■ Data ■
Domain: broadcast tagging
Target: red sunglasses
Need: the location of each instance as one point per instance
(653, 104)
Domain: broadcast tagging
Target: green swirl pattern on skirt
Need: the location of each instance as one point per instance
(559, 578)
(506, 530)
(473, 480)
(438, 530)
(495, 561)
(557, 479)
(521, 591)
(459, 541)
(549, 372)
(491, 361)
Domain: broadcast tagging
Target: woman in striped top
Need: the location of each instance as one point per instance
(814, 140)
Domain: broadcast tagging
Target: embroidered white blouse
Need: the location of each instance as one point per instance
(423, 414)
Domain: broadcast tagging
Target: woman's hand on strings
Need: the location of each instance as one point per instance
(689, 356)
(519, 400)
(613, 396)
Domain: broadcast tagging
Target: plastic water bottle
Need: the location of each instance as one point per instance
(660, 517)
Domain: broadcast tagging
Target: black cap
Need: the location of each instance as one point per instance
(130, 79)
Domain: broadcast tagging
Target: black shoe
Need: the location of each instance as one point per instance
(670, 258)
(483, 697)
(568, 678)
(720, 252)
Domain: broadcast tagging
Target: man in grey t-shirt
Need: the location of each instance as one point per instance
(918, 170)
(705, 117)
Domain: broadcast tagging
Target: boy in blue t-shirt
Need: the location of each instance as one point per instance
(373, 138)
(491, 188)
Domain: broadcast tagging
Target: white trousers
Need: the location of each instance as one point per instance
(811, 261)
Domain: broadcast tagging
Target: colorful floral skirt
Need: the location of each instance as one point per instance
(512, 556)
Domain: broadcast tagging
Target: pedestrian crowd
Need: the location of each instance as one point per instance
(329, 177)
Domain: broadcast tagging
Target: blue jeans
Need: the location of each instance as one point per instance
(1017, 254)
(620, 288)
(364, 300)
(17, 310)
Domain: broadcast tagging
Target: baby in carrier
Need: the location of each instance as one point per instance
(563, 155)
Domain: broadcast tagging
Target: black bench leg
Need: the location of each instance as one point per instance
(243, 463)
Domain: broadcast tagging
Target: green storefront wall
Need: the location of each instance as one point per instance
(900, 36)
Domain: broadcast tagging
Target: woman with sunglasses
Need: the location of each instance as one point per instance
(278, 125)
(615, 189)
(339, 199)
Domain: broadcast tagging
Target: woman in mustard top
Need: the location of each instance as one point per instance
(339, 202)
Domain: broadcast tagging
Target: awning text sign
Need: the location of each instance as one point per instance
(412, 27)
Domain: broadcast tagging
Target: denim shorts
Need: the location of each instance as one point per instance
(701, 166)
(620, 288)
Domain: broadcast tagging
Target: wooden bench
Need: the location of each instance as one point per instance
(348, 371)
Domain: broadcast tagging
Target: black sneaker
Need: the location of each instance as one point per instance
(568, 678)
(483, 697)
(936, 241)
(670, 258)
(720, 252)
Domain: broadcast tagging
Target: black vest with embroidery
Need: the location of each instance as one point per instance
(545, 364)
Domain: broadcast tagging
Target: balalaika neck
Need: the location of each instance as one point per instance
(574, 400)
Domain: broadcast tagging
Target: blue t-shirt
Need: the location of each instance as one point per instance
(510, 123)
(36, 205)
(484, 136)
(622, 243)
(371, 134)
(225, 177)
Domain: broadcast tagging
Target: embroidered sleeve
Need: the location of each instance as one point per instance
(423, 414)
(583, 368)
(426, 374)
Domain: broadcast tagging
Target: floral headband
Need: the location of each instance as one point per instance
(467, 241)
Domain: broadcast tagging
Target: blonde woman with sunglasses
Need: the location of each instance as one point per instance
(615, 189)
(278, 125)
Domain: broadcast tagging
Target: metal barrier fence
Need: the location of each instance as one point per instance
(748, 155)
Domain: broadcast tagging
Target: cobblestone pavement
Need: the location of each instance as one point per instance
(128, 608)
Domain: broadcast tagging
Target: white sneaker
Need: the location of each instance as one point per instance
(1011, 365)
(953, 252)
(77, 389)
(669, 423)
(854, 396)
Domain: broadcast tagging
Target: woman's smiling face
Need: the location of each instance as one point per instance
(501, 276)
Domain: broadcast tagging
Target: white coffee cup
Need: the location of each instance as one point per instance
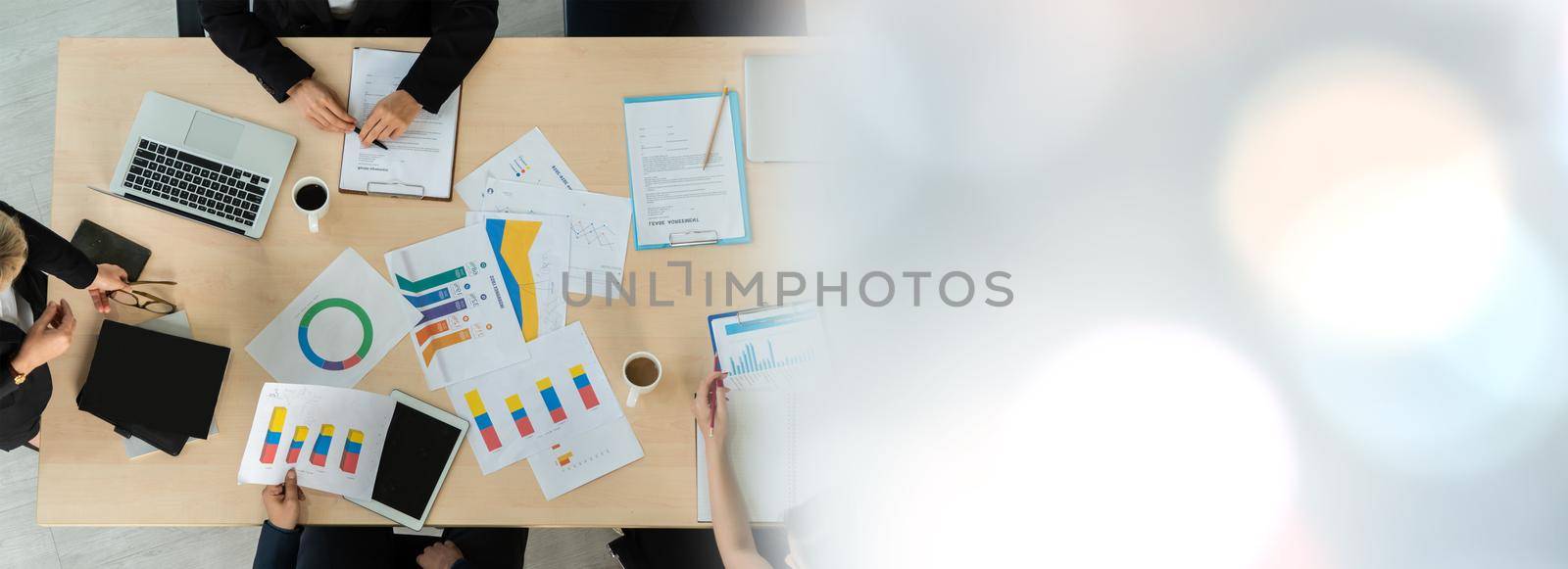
(634, 391)
(314, 216)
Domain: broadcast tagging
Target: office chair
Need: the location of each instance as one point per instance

■ Instructions to follow ■
Say how many lines of the data hold the string "bench", with no other words in your reply.

■ Reply to the exercise ■
2